_Problem to work on_. When you write out the records, keep every word exact and drop the pictures.

◆ ◆ ◆ ◆ ◆ ◆ ◆

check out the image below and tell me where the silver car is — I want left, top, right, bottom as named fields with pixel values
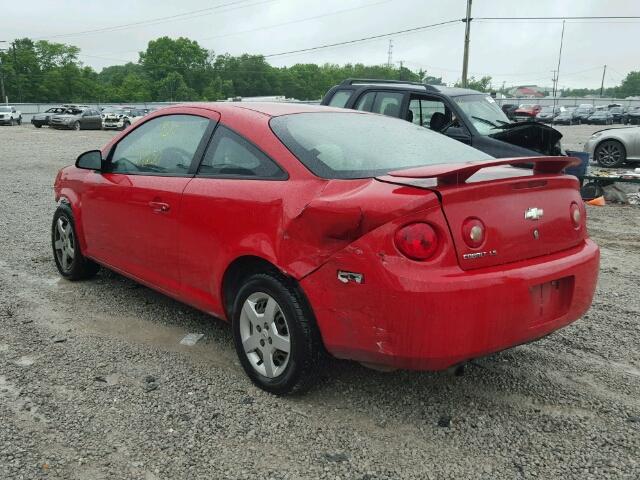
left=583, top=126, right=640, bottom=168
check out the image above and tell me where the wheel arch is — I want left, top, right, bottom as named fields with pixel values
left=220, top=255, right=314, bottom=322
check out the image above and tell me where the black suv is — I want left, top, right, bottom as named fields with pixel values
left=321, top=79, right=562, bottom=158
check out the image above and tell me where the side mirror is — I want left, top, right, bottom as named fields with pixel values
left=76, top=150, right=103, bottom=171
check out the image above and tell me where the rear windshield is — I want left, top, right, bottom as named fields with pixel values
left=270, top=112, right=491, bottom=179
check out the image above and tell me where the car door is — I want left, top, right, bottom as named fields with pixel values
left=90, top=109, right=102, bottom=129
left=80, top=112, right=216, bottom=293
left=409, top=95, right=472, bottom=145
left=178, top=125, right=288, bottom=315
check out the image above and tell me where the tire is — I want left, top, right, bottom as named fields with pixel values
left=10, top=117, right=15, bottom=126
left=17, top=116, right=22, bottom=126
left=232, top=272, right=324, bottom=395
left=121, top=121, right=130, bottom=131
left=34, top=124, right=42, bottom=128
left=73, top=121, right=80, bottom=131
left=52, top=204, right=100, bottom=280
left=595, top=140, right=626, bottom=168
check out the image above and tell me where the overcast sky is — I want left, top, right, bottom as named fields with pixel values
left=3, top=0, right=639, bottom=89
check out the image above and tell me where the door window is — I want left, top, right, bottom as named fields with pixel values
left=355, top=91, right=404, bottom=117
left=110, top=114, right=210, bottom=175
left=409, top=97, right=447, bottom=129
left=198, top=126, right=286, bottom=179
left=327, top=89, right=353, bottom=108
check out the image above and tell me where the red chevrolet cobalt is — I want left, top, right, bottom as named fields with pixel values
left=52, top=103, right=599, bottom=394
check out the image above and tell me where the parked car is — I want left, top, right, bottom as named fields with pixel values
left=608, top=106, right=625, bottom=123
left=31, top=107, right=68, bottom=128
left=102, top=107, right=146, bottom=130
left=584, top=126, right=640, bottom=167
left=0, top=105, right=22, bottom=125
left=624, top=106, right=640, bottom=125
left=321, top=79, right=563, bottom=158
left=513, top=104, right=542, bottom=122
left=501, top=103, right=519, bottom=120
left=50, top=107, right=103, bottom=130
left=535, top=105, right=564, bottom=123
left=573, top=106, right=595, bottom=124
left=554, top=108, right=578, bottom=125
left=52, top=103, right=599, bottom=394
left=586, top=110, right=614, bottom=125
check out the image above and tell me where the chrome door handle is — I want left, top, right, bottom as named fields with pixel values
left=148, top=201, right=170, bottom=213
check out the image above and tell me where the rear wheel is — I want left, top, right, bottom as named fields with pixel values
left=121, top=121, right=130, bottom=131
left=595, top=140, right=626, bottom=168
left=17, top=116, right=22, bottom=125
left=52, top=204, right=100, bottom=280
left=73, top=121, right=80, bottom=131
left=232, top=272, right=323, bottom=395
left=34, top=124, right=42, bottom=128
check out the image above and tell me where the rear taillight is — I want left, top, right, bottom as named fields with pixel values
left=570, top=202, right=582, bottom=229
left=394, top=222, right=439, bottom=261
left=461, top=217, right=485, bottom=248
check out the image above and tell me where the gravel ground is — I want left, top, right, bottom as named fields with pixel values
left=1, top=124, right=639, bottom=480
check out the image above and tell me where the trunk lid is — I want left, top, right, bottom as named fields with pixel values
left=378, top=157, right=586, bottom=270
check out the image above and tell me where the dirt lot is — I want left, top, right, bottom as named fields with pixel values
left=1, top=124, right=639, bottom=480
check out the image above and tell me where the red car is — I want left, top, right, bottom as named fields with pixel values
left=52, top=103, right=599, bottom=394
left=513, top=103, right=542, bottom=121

◆ ◆ ◆ ◆ ◆ ◆ ◆

_Solution to the exercise_.
check out the image below and tell me where the silver car is — I want left, top, right, bottom as named fields with pixel values
left=583, top=126, right=640, bottom=168
check out the image above and tell me where the wheel arch is — I want left, top, right, bottom as named fields with pixel values
left=220, top=255, right=314, bottom=322
check out the image above and tell me where the black suv is — I want left, top, right, bottom as named fields with pixel values
left=321, top=79, right=562, bottom=158
check out the image above and tell me where the side mirror is — I want left, top, right, bottom as named fields with pixel values
left=76, top=150, right=103, bottom=171
check out the image above and tell me where the rear windshield is — I want left, top, right, bottom as named fields with pixel values
left=270, top=112, right=491, bottom=179
check out the image above and tell me where the car door is — I want left, top, right, bottom as named fields with pixel values
left=90, top=109, right=102, bottom=129
left=80, top=112, right=216, bottom=293
left=409, top=95, right=472, bottom=145
left=178, top=125, right=288, bottom=315
check out the image above and tell me where the tire is — I want left, top, right, bottom as named fields with pixel values
left=10, top=117, right=15, bottom=126
left=17, top=116, right=22, bottom=126
left=232, top=272, right=324, bottom=395
left=121, top=121, right=130, bottom=131
left=34, top=124, right=42, bottom=128
left=73, top=121, right=80, bottom=131
left=52, top=204, right=100, bottom=280
left=595, top=140, right=626, bottom=168
check out the image above and tell me where the overcast sky is — I want left, top, right, bottom as named fields with pixel values
left=3, top=0, right=639, bottom=89
check out the image above and tell me where the door window is — I want left, top, right, bottom as named fields with pixel values
left=355, top=91, right=404, bottom=117
left=110, top=114, right=210, bottom=175
left=409, top=97, right=447, bottom=129
left=198, top=126, right=286, bottom=179
left=327, top=89, right=353, bottom=108
check out the image above and tell me where the red chevrolet cobalt is — I want left, top, right, bottom as named fields with pixel values
left=52, top=103, right=599, bottom=394
check out the image above and tell me where the parked car is — I want left, top, right, bottom as named fields with pixel values
left=608, top=106, right=625, bottom=123
left=31, top=107, right=68, bottom=128
left=102, top=107, right=146, bottom=130
left=584, top=126, right=640, bottom=167
left=0, top=105, right=22, bottom=125
left=624, top=106, right=640, bottom=125
left=321, top=79, right=563, bottom=158
left=513, top=104, right=542, bottom=122
left=501, top=103, right=519, bottom=120
left=50, top=107, right=103, bottom=130
left=535, top=105, right=564, bottom=123
left=573, top=106, right=595, bottom=124
left=554, top=108, right=578, bottom=125
left=52, top=103, right=599, bottom=394
left=586, top=110, right=614, bottom=125
check out the image above and tell me where the chrome door handle is — I want left, top, right, bottom as named fields with pixel values
left=148, top=201, right=170, bottom=213
check out the image above and tell me where the rear wheel is — I want left, top, right, bottom as named fields with pixel values
left=121, top=121, right=130, bottom=131
left=595, top=140, right=626, bottom=168
left=17, top=116, right=22, bottom=125
left=52, top=204, right=100, bottom=280
left=73, top=121, right=80, bottom=131
left=232, top=272, right=323, bottom=395
left=34, top=124, right=42, bottom=128
check out the image above and tell me where the rear taillight is — I want left, top, right, bottom as named fields with pixel values
left=570, top=202, right=582, bottom=229
left=394, top=222, right=439, bottom=261
left=461, top=217, right=485, bottom=248
check out the image above and tell me where the gravel ground is — I want left, top, right, bottom as named fields with pixel values
left=1, top=124, right=639, bottom=480
check out the image above and tell me where the trunk lid is — I want left, top, right, bottom as named fields with pixel values
left=378, top=157, right=586, bottom=270
check out the image above and tell me where the dirt lot is — I want left, top, right, bottom as named fields with pixel values
left=1, top=124, right=639, bottom=480
check out the image above and tell me where the red car is — I want left, top, right, bottom as named fields with pixel values
left=52, top=103, right=599, bottom=394
left=513, top=103, right=542, bottom=121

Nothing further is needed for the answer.